++++ FRAGMENTO DEL DOCUMENTO
Ahora que la tiranía de Putin vuelve a recordarle al mundo que la incertidumbre y la barbarie difícilmente nos abandonan, vale la pena pensar en Latinoamérica. En mi infancia nos enseñaban las bondades de su biodiversidad, del abigarrado panorama de parques naturales, aguas cristalinas, oscuras, calmadas, turbulentas, que se deslizaban en el imaginario que vive en entre cientos de lenguas indígenas, el castellano, el portugués y otros. Pero quizá no nos enseñaron —lo aprendimos luego en el día a día— que al continente le gusta dejar sus venas abiertas mientras ahoga sus gritos dolorosos a diario.
Por ello hoy me pregunto, al ver la barbarie del ejército ruso, que propagandea cuentos de hadas mientras asesina civiles y bombardea instalaciones nucleares, ¿qué pasaría si América Latina se viera envuelta en una confrontación con un enemigo de esa calaña? ¿Continuaría su tradición de abrirle la puerta a la crueldad para repasarla en el olvido?
++++++++
++++ REGISTROS GUARDADOS
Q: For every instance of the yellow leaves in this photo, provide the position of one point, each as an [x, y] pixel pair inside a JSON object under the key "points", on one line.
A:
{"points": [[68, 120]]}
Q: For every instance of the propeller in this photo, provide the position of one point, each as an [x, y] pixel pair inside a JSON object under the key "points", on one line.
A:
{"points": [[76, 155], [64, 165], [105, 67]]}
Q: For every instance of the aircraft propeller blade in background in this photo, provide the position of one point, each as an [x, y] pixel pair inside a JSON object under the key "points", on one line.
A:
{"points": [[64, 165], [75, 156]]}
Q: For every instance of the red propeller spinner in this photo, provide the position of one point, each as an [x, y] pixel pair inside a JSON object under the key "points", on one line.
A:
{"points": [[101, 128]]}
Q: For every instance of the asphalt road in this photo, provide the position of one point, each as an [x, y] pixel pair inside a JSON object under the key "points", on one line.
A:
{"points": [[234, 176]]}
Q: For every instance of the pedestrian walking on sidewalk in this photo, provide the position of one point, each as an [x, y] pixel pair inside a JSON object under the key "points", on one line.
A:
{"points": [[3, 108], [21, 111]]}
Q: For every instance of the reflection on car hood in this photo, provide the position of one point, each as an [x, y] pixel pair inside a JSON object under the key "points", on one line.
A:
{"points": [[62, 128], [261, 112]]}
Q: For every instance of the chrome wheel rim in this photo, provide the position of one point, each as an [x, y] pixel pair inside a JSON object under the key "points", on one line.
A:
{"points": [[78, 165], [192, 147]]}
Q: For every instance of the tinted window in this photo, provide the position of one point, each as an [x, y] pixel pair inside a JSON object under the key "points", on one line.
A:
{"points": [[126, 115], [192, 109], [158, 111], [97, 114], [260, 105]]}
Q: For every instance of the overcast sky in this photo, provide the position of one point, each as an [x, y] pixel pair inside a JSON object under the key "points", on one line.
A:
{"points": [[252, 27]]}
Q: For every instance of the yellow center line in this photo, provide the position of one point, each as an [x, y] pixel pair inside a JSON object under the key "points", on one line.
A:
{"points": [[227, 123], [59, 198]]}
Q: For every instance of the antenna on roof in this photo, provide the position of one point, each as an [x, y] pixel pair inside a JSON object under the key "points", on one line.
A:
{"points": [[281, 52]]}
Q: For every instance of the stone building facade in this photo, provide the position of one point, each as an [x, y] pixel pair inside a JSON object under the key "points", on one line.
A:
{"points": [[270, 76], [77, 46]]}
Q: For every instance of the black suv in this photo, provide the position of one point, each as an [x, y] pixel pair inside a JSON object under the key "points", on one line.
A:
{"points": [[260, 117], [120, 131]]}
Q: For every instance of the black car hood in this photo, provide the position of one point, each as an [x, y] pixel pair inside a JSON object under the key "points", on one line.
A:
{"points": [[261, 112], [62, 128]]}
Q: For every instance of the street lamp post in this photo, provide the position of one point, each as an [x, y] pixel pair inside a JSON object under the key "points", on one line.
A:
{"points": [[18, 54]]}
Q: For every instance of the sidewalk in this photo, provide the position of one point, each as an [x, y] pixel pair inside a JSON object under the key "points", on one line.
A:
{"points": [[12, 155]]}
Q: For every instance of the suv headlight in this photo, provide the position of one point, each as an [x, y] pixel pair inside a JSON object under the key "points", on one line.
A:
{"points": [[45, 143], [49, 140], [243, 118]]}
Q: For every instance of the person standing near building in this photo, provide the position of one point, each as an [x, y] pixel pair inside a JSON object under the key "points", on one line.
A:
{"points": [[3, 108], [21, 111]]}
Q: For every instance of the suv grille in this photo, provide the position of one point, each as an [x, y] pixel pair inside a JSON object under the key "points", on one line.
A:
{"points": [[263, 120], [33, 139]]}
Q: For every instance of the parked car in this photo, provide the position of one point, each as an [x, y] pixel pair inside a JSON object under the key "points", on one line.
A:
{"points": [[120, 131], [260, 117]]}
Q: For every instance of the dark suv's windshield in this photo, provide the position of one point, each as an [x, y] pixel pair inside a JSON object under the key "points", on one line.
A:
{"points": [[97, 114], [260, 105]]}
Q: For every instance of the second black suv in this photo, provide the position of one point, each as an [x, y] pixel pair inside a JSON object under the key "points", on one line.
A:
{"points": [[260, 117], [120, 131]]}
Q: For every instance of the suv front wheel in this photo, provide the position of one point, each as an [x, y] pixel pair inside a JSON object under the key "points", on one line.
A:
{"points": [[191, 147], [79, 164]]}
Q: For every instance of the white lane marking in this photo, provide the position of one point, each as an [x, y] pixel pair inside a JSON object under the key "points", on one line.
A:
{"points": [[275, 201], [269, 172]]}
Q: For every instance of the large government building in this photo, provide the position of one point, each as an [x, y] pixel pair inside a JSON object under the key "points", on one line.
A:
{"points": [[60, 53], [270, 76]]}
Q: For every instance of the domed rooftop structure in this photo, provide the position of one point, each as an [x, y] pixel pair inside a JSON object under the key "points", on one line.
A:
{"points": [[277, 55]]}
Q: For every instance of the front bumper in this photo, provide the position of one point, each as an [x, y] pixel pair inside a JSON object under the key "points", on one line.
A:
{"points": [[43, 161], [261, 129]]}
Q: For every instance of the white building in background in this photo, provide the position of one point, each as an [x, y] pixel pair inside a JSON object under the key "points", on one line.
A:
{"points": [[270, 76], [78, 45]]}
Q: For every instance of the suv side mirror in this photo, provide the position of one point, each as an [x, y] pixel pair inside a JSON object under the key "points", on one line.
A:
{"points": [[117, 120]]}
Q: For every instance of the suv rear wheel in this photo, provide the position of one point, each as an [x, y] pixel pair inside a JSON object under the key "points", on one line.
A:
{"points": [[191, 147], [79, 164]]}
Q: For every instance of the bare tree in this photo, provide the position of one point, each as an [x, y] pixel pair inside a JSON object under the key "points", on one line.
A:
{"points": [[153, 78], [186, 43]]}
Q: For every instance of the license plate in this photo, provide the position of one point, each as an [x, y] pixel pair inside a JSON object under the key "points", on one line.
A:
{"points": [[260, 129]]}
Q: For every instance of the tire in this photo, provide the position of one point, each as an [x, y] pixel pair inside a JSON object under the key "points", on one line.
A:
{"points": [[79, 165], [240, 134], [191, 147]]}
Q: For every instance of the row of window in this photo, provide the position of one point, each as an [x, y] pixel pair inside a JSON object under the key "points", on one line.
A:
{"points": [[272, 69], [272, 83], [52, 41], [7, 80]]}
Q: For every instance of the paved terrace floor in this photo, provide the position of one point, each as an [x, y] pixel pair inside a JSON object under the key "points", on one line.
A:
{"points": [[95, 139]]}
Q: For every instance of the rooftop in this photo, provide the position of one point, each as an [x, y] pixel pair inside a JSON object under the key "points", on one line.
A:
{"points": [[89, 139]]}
++++++++
#### QUÉ HACER
Reproduce tal cual el tramo del texto sobre Latinoamérica que abre con las palabras que contienen "Por ello hoy" y cierra con "en el olvido?". Los registros no intervienen para nada en esto.

#### RESPUESTA RESUELTA
Por ello hoy me pregunto, al ver la barbarie del ejército ruso, que propagandea cuentos de hadas mientras asesina civiles y bombardea instalaciones nucleares, ¿qué pasaría si América Latina se viera envuelta en una confrontación con un enemigo de esa calaña? ¿Continuaría su tradición de abrirle la puerta a la crueldad para repasarla en el olvido?